> [REQUIRED WORK] Copy every one of the records below word for word, and leave out the pictures.

> [Saved dataset records]

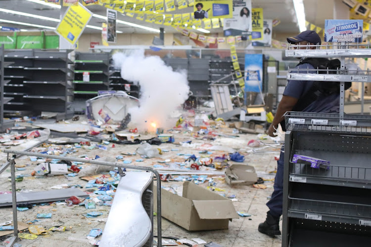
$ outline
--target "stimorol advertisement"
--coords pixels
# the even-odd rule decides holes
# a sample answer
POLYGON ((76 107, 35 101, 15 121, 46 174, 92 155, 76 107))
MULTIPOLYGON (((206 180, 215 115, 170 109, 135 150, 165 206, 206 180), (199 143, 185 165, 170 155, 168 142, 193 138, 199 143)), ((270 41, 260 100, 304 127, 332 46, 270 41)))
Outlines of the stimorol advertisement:
POLYGON ((263 40, 253 41, 252 45, 253 46, 271 47, 272 46, 272 20, 264 20, 263 23, 264 28, 263 30, 263 40))
POLYGON ((232 0, 195 0, 194 19, 232 18, 232 0))
POLYGON ((251 0, 233 0, 233 16, 224 19, 223 30, 225 36, 251 34, 251 0))
POLYGON ((92 16, 93 13, 81 3, 71 6, 66 11, 55 31, 68 42, 75 44, 92 16))
POLYGON ((325 42, 362 42, 363 20, 325 20, 325 42))

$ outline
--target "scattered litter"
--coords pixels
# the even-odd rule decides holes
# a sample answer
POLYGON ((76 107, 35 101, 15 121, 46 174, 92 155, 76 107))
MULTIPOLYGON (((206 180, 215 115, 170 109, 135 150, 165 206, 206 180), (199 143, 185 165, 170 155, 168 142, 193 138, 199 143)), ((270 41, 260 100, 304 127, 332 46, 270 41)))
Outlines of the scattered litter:
POLYGON ((256 188, 257 189, 262 189, 263 190, 265 189, 267 189, 267 186, 266 186, 264 184, 253 184, 252 187, 253 187, 254 188, 256 188))
POLYGON ((46 231, 44 226, 39 225, 32 225, 28 228, 30 233, 35 235, 45 235, 47 234, 46 231))
POLYGON ((38 213, 36 218, 38 219, 51 218, 51 213, 38 213))
POLYGON ((0 231, 10 231, 14 230, 13 226, 0 226, 0 231))
POLYGON ((26 211, 26 210, 28 210, 29 208, 28 207, 20 207, 17 206, 17 210, 18 211, 26 211))
POLYGON ((241 211, 237 211, 237 213, 241 217, 250 217, 251 216, 251 214, 241 211))
POLYGON ((49 231, 51 231, 52 232, 64 232, 65 230, 65 226, 60 226, 59 227, 55 227, 55 226, 53 226, 53 227, 49 229, 49 231))
POLYGON ((102 234, 102 229, 100 228, 93 228, 90 231, 89 235, 86 237, 88 239, 94 239, 102 234))

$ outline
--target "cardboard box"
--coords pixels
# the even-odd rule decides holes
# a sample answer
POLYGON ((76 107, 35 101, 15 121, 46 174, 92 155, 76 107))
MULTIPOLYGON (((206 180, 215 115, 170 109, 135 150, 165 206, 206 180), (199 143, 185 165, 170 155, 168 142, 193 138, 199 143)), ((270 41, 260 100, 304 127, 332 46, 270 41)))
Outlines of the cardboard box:
POLYGON ((230 185, 251 185, 258 181, 254 166, 234 164, 226 170, 226 182, 230 185))
POLYGON ((188 231, 227 229, 229 221, 239 217, 230 199, 188 181, 183 184, 183 197, 161 189, 161 206, 162 217, 188 231))

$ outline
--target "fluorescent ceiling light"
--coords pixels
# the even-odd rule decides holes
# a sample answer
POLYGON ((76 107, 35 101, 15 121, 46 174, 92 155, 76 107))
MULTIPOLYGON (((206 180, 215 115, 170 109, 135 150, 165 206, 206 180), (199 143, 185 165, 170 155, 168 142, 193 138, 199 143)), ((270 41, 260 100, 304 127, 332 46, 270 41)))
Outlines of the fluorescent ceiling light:
POLYGON ((5 22, 6 23, 12 23, 13 24, 23 25, 23 26, 29 26, 30 27, 36 27, 38 28, 46 28, 47 29, 53 29, 53 30, 55 29, 55 28, 53 27, 48 27, 47 26, 43 26, 41 25, 37 25, 37 24, 30 24, 29 23, 26 23, 25 22, 20 22, 18 21, 8 21, 8 20, 3 20, 2 19, 0 19, 0 22, 5 22))
POLYGON ((44 1, 41 1, 40 0, 27 0, 29 1, 36 2, 36 3, 40 3, 41 4, 46 5, 46 6, 48 6, 49 7, 52 7, 53 8, 61 8, 61 6, 60 5, 54 4, 53 3, 49 3, 48 2, 46 2, 44 1))
POLYGON ((203 28, 197 28, 197 30, 202 33, 205 33, 205 34, 210 34, 210 31, 209 30, 206 30, 203 28))
POLYGON ((296 19, 298 20, 298 26, 300 32, 307 30, 305 27, 305 12, 304 11, 304 4, 303 0, 293 0, 294 8, 296 13, 296 19))

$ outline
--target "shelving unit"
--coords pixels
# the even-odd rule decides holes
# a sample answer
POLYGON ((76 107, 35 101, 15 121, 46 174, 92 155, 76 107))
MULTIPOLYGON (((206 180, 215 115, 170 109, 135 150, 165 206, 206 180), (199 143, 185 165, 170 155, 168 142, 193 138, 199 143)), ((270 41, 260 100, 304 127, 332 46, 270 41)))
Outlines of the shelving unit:
POLYGON ((14 120, 4 119, 4 105, 13 99, 12 97, 5 96, 4 87, 10 81, 4 80, 4 67, 9 66, 12 63, 4 61, 4 45, 1 44, 0 45, 0 132, 12 127, 14 124, 14 120))
POLYGON ((75 100, 85 101, 97 96, 98 91, 109 89, 109 53, 76 52, 75 59, 75 100), (89 80, 84 80, 84 72, 90 73, 89 80))
POLYGON ((5 114, 39 115, 42 112, 57 113, 57 120, 73 117, 70 110, 73 95, 73 73, 68 68, 72 50, 7 50, 5 77, 10 82, 5 93, 13 99, 6 106, 5 114))
POLYGON ((109 67, 109 87, 115 91, 124 91, 128 95, 139 98, 140 86, 132 82, 129 82, 121 77, 121 70, 119 67, 111 64, 109 67))
POLYGON ((371 116, 345 114, 344 89, 344 82, 371 80, 368 71, 346 70, 345 57, 371 57, 371 51, 354 48, 359 44, 293 49, 297 46, 289 46, 286 56, 340 58, 338 70, 295 74, 297 70, 290 69, 287 76, 293 80, 340 82, 340 112, 285 114, 282 246, 369 245, 371 116), (295 154, 328 161, 330 165, 312 168, 303 161, 293 162, 295 154))

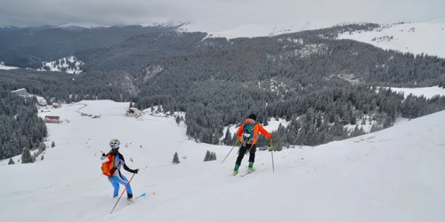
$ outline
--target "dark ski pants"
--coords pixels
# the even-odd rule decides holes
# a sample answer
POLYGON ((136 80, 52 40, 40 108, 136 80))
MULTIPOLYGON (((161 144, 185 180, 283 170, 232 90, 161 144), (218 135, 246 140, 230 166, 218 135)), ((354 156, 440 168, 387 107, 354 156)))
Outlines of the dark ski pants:
POLYGON ((247 144, 246 146, 242 146, 239 148, 239 152, 238 154, 237 165, 241 165, 241 161, 243 160, 244 155, 246 152, 249 150, 249 162, 255 162, 255 152, 256 151, 256 144, 247 144))

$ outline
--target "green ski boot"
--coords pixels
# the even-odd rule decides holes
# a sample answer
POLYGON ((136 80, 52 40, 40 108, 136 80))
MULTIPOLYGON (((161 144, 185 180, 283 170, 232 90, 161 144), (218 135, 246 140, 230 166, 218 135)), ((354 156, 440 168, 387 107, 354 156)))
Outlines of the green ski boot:
POLYGON ((237 175, 238 174, 238 169, 239 169, 239 165, 235 164, 235 169, 233 169, 233 175, 237 175))
POLYGON ((254 169, 254 163, 253 162, 249 162, 249 168, 247 170, 249 171, 255 170, 255 169, 254 169))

> [SOLUTION FOR THIS EXERCISE]
$ outline
--target "stimorol advertisement"
--coords pixels
# the even-odd rule decides holes
# a sample answer
POLYGON ((76 107, 35 101, 15 121, 46 174, 92 155, 76 107))
MULTIPOLYGON (((206 180, 215 115, 170 109, 135 150, 165 206, 206 180), (199 143, 185 165, 170 155, 168 142, 193 138, 199 143)), ((270 41, 260 100, 304 127, 332 46, 270 41)))
Outlines of the stimorol advertisement:
POLYGON ((263 40, 253 41, 252 45, 253 46, 271 47, 272 46, 272 20, 264 20, 263 23, 264 28, 263 30, 263 40))
POLYGON ((232 0, 195 0, 194 19, 232 18, 232 0))
POLYGON ((251 0, 233 0, 233 16, 224 19, 223 30, 225 36, 251 34, 251 0))
POLYGON ((92 16, 93 13, 81 3, 71 6, 66 11, 55 31, 68 42, 75 44, 92 16))
POLYGON ((325 42, 362 42, 363 20, 325 20, 325 42))

$ outline
--target "scattered litter"
--coords pixels
# the even-odd rule decides holes
# a sample answer
POLYGON ((76 107, 35 101, 15 121, 46 174, 92 155, 76 107))
MULTIPOLYGON (((206 180, 215 115, 170 109, 135 150, 165 206, 206 180), (199 143, 185 165, 170 155, 168 142, 193 138, 199 143)), ((270 41, 260 100, 304 127, 332 46, 270 41)))
Outlines of the scattered litter:
POLYGON ((256 188, 257 189, 262 189, 263 190, 265 189, 267 189, 267 186, 266 186, 264 184, 253 184, 252 187, 253 187, 254 188, 256 188))
POLYGON ((46 231, 44 226, 39 225, 32 225, 28 228, 30 233, 35 235, 45 235, 47 234, 46 231))
POLYGON ((38 213, 36 218, 38 219, 51 218, 51 213, 38 213))
POLYGON ((0 231, 10 231, 14 230, 13 226, 0 226, 0 231))
POLYGON ((26 211, 26 210, 28 210, 29 208, 28 207, 20 207, 17 206, 17 210, 18 211, 26 211))
POLYGON ((241 211, 237 211, 237 213, 241 217, 250 217, 251 216, 251 214, 241 211))
POLYGON ((49 231, 51 231, 52 232, 64 232, 65 230, 65 226, 60 226, 59 227, 55 227, 55 226, 53 226, 53 227, 49 229, 49 231))
POLYGON ((102 234, 102 229, 100 228, 93 228, 90 231, 89 235, 86 237, 88 239, 94 239, 102 234))

$ outline
--target "cardboard box"
--coords pixels
# the even-odd rule decides holes
# a sample answer
POLYGON ((76 107, 35 101, 15 121, 46 174, 92 155, 76 107))
MULTIPOLYGON (((206 180, 215 115, 170 109, 135 150, 165 206, 206 180), (199 143, 185 165, 170 155, 168 142, 193 138, 199 143)), ((270 41, 260 100, 304 127, 332 46, 270 41)))
Outlines of the cardboard box:
POLYGON ((230 185, 251 185, 258 181, 254 166, 234 164, 226 170, 226 182, 230 185))
POLYGON ((188 231, 227 229, 229 221, 239 217, 230 199, 188 181, 183 184, 183 197, 161 189, 161 206, 162 217, 188 231))

$ outline
--target "fluorescent ceiling light"
--coords pixels
# the even-odd rule decides holes
# a sample answer
POLYGON ((76 107, 35 101, 15 121, 46 174, 92 155, 76 107))
MULTIPOLYGON (((206 180, 215 115, 170 109, 135 150, 165 206, 206 180), (199 143, 185 165, 170 155, 168 142, 193 138, 199 143)), ((270 41, 260 100, 304 127, 332 46, 270 41)))
Outlines of the fluorescent ceiling light:
POLYGON ((5 22, 6 23, 12 23, 13 24, 23 25, 23 26, 29 26, 30 27, 36 27, 38 28, 46 28, 47 29, 53 29, 53 30, 55 29, 55 28, 53 27, 48 27, 47 26, 43 26, 41 25, 37 25, 37 24, 30 24, 29 23, 26 23, 25 22, 20 22, 18 21, 8 21, 8 20, 3 20, 2 19, 0 19, 0 22, 5 22))
POLYGON ((44 1, 41 1, 40 0, 27 0, 29 1, 36 2, 36 3, 40 3, 41 4, 46 5, 46 6, 48 6, 49 7, 52 7, 53 8, 61 8, 61 6, 60 5, 54 4, 53 3, 49 3, 48 2, 46 2, 44 1))
POLYGON ((203 28, 197 28, 197 30, 202 33, 205 33, 205 34, 210 34, 210 31, 209 30, 206 30, 203 28))
POLYGON ((296 19, 298 20, 298 26, 300 32, 307 30, 305 27, 305 12, 304 11, 304 4, 303 0, 293 0, 294 8, 296 13, 296 19))

$ outline
--target "shelving unit"
--coords pixels
# the even-odd rule decides holes
# a sample answer
POLYGON ((76 107, 35 101, 15 121, 46 174, 92 155, 76 107))
MULTIPOLYGON (((206 180, 215 115, 170 109, 135 150, 165 206, 206 180), (199 143, 185 165, 170 155, 168 142, 193 138, 199 143)), ((270 41, 260 100, 304 127, 332 46, 270 41)))
Outlines of the shelving unit:
POLYGON ((14 120, 4 119, 4 105, 13 99, 12 97, 5 96, 4 87, 10 81, 4 80, 4 67, 9 66, 12 63, 4 61, 4 45, 1 44, 0 45, 0 132, 12 127, 14 124, 14 120))
POLYGON ((75 100, 85 101, 97 96, 98 91, 109 89, 109 53, 76 52, 75 59, 75 100), (89 80, 84 80, 84 72, 90 73, 89 80))
POLYGON ((5 114, 39 115, 42 112, 57 113, 57 120, 73 117, 70 110, 73 95, 73 73, 68 68, 72 50, 7 50, 5 77, 10 82, 5 93, 13 99, 6 106, 5 114))
POLYGON ((109 67, 109 87, 115 91, 124 91, 128 95, 139 98, 140 86, 132 82, 129 82, 121 77, 121 70, 119 67, 111 64, 109 67))
POLYGON ((371 116, 345 114, 344 89, 344 82, 371 80, 368 71, 346 70, 345 57, 371 57, 371 51, 354 48, 359 44, 293 49, 297 46, 289 46, 286 56, 340 58, 338 70, 295 74, 297 70, 290 69, 287 76, 293 80, 340 82, 340 112, 285 114, 282 246, 369 245, 371 116), (295 154, 328 161, 330 165, 312 168, 303 161, 293 162, 295 154))

$ outline
--target "dark ski pants"
--coords pixels
# the even-odd rule decides holes
# a sample answer
POLYGON ((136 80, 52 40, 40 108, 136 80))
MULTIPOLYGON (((161 144, 185 180, 283 170, 232 90, 161 144), (218 135, 246 140, 230 166, 218 135)), ((354 156, 440 168, 387 107, 354 156)))
Outlines of the dark ski pants:
POLYGON ((247 144, 246 146, 242 146, 239 148, 239 152, 238 154, 237 165, 241 165, 241 161, 243 160, 244 155, 246 152, 249 150, 249 162, 255 162, 255 152, 256 151, 256 144, 247 144))

$ outline
--target "green ski boot"
--coords pixels
# the even-odd rule decides holes
# a sample answer
POLYGON ((136 80, 52 40, 40 108, 136 80))
MULTIPOLYGON (((161 144, 185 180, 283 170, 232 90, 161 144), (218 135, 246 140, 230 166, 218 135)), ((354 156, 440 168, 387 107, 354 156)))
Outlines of the green ski boot:
POLYGON ((237 175, 238 174, 238 169, 239 169, 239 165, 235 164, 235 169, 233 169, 233 175, 237 175))
POLYGON ((254 169, 254 163, 253 162, 249 162, 249 168, 247 170, 249 171, 255 170, 255 169, 254 169))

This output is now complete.